READING TEXT below:

What is the difference between Term and Whole Life Insurance?

The question of the most generally beneficial life coverage can be answered in one word: term. Let us take a look at the most common types of insurance offered in the market. The basic difference between term and whole life insurance is as follows: a term plan is pure coverage. The named beneficiary is given the face value of the plan on the death of the purchaser.

Term coverage can be issued for one year and for up to thirty years. Whole life insurance has a death benefit along with an investment feature. The investment can be in stocks, money market or bonds. This plan generates a cash value against which you can borrow. The three basic forms of whole coverage are variable, universal and traditional coverage.

With both term and whole life, one can lock monthly payments through the term of the policy. Whole life, however, costs more. The insured person is not only paying for the death benefit but also for generating a cash value. Provided it is a good investment vehicle, it is worth paying extra for these policies. But it is not usually the case.

End of READING TEXT.
GIVEN RECORDS below:

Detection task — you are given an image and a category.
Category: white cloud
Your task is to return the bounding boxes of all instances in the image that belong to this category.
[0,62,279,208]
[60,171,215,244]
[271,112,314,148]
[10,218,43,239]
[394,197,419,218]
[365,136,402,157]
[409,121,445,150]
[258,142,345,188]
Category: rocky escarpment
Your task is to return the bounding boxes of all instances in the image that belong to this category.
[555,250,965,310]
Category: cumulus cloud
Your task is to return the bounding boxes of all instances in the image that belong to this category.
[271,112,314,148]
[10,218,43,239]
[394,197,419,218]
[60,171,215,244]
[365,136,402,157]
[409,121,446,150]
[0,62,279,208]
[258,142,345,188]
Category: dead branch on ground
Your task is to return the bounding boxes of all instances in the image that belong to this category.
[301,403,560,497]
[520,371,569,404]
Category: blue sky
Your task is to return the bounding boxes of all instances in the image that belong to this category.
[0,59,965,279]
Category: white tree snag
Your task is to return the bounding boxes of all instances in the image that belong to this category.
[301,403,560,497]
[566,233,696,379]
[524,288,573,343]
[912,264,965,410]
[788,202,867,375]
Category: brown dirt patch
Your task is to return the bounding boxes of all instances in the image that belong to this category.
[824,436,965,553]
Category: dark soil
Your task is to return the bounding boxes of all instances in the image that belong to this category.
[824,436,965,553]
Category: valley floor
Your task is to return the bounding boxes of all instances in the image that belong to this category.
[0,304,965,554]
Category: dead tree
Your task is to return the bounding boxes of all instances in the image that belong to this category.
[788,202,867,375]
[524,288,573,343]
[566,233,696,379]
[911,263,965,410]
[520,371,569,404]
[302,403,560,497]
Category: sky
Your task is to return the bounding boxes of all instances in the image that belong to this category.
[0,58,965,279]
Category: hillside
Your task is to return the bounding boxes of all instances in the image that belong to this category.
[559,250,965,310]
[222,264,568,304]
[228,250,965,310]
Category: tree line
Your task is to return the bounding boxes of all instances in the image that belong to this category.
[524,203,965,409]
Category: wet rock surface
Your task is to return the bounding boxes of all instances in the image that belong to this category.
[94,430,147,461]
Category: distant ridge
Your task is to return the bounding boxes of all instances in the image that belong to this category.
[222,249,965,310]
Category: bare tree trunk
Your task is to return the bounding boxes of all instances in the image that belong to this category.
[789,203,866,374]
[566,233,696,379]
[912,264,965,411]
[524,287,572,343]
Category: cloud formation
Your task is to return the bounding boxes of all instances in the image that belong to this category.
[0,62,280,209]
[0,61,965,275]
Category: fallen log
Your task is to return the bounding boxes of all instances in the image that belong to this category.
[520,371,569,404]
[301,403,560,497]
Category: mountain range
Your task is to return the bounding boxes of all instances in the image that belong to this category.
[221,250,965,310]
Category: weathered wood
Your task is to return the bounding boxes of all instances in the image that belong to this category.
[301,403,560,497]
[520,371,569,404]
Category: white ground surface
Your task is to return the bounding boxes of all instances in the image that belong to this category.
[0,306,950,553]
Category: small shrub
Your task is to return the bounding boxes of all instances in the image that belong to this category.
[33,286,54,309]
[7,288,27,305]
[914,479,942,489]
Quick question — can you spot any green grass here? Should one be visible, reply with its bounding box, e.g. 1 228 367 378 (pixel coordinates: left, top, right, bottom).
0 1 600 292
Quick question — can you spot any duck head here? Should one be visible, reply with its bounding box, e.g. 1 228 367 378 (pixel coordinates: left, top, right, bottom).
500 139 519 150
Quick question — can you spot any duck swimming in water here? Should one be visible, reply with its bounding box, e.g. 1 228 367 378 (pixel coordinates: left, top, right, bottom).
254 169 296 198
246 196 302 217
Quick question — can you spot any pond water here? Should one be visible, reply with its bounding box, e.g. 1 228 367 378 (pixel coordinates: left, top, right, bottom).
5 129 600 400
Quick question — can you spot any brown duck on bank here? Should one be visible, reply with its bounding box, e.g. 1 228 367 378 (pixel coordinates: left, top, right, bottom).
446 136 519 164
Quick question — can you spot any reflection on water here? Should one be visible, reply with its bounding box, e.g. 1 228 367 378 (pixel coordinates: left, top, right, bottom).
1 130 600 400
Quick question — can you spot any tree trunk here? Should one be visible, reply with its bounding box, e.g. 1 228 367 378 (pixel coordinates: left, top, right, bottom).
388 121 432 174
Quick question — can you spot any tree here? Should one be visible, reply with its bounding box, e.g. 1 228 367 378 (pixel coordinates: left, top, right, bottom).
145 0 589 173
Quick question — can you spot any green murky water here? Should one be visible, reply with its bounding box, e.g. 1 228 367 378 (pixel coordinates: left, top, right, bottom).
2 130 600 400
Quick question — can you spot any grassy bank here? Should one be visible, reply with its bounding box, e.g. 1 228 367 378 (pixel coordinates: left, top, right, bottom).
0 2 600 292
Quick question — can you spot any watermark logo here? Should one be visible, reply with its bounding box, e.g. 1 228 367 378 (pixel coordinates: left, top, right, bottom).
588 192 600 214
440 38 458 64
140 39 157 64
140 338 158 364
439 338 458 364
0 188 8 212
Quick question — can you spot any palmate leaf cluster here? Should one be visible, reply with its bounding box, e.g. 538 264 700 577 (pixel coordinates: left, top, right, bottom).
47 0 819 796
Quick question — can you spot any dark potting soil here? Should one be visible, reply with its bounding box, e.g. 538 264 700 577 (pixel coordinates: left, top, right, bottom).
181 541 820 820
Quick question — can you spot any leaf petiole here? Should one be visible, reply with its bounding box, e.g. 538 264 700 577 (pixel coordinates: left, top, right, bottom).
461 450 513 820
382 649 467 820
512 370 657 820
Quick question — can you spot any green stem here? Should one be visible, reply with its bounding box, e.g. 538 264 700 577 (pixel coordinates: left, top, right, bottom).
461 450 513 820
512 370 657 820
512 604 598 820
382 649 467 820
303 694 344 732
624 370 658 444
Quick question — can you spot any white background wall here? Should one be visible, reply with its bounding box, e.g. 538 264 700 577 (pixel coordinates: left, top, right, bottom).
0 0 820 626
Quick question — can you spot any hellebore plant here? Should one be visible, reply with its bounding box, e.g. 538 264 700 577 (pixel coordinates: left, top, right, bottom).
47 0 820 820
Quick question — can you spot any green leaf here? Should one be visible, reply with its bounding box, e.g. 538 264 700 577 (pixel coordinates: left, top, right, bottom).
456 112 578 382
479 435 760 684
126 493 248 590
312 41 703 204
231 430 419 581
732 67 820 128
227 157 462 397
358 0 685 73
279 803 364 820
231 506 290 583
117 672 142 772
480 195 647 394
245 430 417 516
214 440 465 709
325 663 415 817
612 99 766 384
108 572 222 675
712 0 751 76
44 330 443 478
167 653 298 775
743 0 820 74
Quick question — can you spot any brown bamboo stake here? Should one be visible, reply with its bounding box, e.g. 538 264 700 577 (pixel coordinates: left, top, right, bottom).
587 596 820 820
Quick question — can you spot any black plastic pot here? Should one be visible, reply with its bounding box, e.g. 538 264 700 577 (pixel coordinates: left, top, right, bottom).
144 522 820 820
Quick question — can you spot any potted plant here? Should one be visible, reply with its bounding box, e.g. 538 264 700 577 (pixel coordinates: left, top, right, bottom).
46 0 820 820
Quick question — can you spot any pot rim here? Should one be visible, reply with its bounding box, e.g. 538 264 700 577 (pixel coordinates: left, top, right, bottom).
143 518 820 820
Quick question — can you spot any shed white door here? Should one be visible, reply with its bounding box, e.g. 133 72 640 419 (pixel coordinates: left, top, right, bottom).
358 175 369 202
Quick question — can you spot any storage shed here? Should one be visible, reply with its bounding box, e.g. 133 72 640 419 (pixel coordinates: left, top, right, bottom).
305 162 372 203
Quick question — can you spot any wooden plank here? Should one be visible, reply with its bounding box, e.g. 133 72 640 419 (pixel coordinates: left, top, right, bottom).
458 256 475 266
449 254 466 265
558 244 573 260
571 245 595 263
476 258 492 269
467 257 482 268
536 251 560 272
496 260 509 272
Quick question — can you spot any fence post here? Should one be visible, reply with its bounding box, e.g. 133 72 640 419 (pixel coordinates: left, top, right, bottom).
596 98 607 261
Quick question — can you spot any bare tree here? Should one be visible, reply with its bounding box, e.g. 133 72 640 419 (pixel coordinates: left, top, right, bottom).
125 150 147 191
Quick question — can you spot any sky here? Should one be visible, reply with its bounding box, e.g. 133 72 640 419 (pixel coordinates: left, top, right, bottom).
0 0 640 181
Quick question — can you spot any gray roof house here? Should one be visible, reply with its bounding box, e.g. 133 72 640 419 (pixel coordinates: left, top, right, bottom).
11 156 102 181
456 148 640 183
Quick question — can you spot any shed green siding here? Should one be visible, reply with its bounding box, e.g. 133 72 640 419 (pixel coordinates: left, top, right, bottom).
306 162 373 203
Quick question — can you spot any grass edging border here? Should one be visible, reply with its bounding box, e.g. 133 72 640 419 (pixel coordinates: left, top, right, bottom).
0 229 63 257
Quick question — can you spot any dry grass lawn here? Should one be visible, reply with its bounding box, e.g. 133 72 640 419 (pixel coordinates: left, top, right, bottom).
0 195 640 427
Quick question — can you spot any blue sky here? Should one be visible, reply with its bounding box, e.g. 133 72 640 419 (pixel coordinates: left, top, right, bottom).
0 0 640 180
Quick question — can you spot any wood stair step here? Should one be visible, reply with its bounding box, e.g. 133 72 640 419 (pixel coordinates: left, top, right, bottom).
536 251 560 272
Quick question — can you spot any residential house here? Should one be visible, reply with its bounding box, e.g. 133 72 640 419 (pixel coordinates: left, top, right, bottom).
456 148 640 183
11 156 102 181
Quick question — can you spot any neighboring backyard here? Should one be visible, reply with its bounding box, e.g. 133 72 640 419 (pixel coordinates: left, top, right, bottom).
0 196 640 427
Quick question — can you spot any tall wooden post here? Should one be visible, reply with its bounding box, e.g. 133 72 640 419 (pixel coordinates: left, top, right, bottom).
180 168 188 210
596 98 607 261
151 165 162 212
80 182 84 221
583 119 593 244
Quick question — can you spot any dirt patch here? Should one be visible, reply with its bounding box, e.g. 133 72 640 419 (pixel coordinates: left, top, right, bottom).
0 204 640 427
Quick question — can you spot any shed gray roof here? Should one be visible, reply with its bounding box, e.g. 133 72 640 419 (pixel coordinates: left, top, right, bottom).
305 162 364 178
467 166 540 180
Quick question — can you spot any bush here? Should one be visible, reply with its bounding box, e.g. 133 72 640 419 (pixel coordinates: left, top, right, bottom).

End of GIVEN RECORDS.

## TASK INSTRUCTIONS
**1)** From the passage on term and whole life insurance, pull out word for word the stretch between "Term coverage can" and "usually the case.", inclusive.
**2)** Name the three basic forms of whole coverage that the passage on term and whole life insurance gives.
**3)** Carry on the passage on term and whole life insurance, picking up after its final sentence.

## EXPECTED RESPONSES
**1)**
Term coverage can be issued for one year and for up to thirty years. Whole life insurance has a death benefit along with an investment feature. The investment can be in stocks, money market or bonds. This plan generates a cash value against which you can borrow. The three basic forms of whole coverage are variable, universal and traditional coverage.

With both term and whole life, one can lock monthly payments through the term of the policy. Whole life, however, costs more. The insured person is not only paying for the death benefit but also for generating a cash value. Provided it is a good investment vehicle, it is worth paying extra for these policies. But it is not usually the case.

**2)** Variable, universal and traditional.

**3)**
If we leave aside the fact that there are more effective ways to save for retirement, there are high commissions and fees associated with these plans, which in some cases may be up to 3% of the annual return. Moreover, there are hidden up-front commissions that usually comprise the entire cost of premium for the first year. Other than that, there is no way to find out the return on investment, so the purchaser cannot find out how much money goes towards investment and towards insurance.

Difference between Term and Whole Life Insurance

Premium costs for term coverage are almost negligible provided you have maintained good health and are less than 50 years of age. Above that age premiums progressively increase and become expensive. The same applies for whole coverage; people who are purchasing coverage at the age of 60 may not have any other alternative but to enroll in whole life. Term plans are simply not available to people above the age of 65.

A 40 year old male non-smoker has two options available to him: A $250,000 universal plan with an annual premium of $3,000 or a 20 year renewable term coverage with a $350 fixed premium.

Assuming the universal plan paid 5.7% in a year, tax-free, it will have no cash value after one year. Let us suppose that the person invested $2,650 (the difference between universal and term premium) in a mutual fund that provided a return of ten percent annually. By the end of the year, the person will have $2,841, and after ten years $46,000 will accumulate in the account after tax in a mutual fund. In the same period, the policy can generate only $31,819 of cash value.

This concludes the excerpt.